- [PASSAGE PROVIDED]
┌──
It returns 2 for Pcore CPUs which have SMT siblings and returns 1 for
Ecore CPUs which do not have SMT siblings.
Today, the CPU boot code sets the global variable smp_num_siblings when
every CPU thread is brought up. The last thread to boot will overwrite
it with the number of siblings of *that* thread. That last thread to
boot will "win". If the thread is a Pcore, smp_num_siblings == 2. If it
is an Ecore, smp_num_siblings == 1.
smp_num_siblings describes if the *system* supports SMT. It should
specify the maximum number of SMT threads among all cores.
On AlderLake-P/S platforms, it does not cause any functional issues so
far.
But on MeteorLake-P platform, when probing an Ecore CPU,
a). smp_num_siblings varies like AlderLake and it is set to 1 for Ecore.
b). x86_max_cores is totally broken and it is set to 1 for the boot cpu.
Altogether, these two issues make the system being treated as an UP
system in set_cpu_sibling_map() when probing Ecore CPUs, and the Ecore
CPUs are not updated in any cpu sibling maps erroneously.
Below shows part of the CPU topology information before and after the
fix, for both Pcore and Ecore CPU (cpu0 is Pcore, cpu 12 is Ecore).
...
└──
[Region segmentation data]
┌──
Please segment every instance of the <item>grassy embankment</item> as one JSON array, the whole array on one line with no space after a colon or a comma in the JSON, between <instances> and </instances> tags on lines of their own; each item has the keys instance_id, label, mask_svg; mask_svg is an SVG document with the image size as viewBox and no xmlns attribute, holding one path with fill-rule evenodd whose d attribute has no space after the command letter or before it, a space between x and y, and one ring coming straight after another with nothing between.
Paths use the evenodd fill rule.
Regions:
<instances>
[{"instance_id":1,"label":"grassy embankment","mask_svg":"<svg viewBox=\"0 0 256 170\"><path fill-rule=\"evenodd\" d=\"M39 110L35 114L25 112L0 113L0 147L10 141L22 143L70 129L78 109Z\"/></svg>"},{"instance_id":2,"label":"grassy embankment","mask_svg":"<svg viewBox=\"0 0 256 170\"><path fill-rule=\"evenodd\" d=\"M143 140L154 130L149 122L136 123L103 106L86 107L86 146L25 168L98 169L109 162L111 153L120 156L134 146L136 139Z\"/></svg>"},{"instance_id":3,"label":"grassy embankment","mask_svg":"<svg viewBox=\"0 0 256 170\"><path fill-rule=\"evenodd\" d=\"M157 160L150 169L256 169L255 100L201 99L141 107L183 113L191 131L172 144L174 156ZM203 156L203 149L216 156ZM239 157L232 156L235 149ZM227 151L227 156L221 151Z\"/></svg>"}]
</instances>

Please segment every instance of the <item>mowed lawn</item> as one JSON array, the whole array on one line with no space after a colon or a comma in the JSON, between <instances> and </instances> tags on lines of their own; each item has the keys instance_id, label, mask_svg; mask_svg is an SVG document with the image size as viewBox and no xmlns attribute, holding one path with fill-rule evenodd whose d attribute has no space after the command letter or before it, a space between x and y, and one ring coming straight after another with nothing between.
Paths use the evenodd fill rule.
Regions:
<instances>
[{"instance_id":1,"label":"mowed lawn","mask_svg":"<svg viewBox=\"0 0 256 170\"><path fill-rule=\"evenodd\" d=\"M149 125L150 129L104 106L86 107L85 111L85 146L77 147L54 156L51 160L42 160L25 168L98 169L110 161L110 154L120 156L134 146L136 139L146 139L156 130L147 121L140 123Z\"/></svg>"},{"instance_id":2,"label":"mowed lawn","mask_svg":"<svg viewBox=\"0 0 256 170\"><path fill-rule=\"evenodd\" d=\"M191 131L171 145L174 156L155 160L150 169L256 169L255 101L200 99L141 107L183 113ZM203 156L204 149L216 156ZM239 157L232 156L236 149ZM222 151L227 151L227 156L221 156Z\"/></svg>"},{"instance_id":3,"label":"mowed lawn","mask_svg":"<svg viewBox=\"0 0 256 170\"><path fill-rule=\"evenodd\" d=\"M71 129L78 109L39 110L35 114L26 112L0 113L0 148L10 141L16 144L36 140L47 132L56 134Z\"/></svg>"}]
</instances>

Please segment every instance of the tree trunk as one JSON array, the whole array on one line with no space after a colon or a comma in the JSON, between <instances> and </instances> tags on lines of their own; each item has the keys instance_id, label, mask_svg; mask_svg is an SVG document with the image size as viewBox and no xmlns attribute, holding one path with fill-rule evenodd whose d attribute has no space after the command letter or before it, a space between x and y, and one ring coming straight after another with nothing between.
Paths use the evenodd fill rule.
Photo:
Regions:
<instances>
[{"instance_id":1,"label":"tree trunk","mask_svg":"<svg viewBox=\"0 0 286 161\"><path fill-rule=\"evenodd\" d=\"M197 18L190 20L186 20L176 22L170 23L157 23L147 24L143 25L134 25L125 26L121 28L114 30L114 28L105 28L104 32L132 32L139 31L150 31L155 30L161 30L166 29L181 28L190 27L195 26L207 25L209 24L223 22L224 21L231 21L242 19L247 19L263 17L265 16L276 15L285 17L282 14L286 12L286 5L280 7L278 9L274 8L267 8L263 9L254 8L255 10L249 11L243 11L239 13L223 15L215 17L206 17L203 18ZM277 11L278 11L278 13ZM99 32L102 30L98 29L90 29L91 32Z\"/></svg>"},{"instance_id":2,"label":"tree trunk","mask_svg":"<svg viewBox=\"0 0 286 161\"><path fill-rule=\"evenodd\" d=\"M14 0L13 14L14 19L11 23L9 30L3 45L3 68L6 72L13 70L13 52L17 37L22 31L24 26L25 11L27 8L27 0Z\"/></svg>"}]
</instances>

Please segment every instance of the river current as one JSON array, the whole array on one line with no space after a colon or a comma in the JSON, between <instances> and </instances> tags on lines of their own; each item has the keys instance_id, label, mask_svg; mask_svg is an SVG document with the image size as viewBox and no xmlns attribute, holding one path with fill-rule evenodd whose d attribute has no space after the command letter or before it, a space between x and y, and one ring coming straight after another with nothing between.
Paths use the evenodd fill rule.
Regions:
└──
Extend the passage on smp_num_siblings and the Pcore/Ecore topology bug, beginning right after its final sentence.

-/sys/devices/system/cpu/cpu0/topology/package_cpus:000fff
-/sys/devices/system/cpu/cpu0/topology/package_cpus_list:0-11
+/sys/devices/system/cpu/cpu0/topology/package_cpus:3fffff
+/sys/devices/system/cpu/cpu0/topology/package_cpus_list:0-21
...
-/sys/devices/system/cpu/cpu12/topology/package_cpus:001000
-/sys/devices/system/cpu/cpu12/topology/package_cpus_list:12
+/sys/devices/system/cpu/cpu12/topology/package_cpus:3fffff
+/sys/devices/system/cpu/cpu12/topology/package_cpus_list:0-21
And this also breaks userspace tools like lscpu
-Core(s) per socket: 1
-Socket(s): 11
+Core(s) per socket: 16
+Socket(s): 1
To fix the first issue, ensure that smp_num_siblings represents the
system-wide maximum number of siblings by always increasing its value.
Never allow it to decrease.
Note that this fix is sufficient to make set_cpu_sibling_map() work
correctly. And how to fix the bogus cpuinfo_x86.x86_max_cores will be
addressed separately.
CC: stable@kernel.org
Suggested-by: Len Brown <len.brown@intel.com>
Signed-off-by: Zhang Rui <rui.zhang@intel.com>
---
arch/x86/kernel/cpu/topology.c | 5 +++--
1 file changed, 3 insertions(+), 2 deletions(-)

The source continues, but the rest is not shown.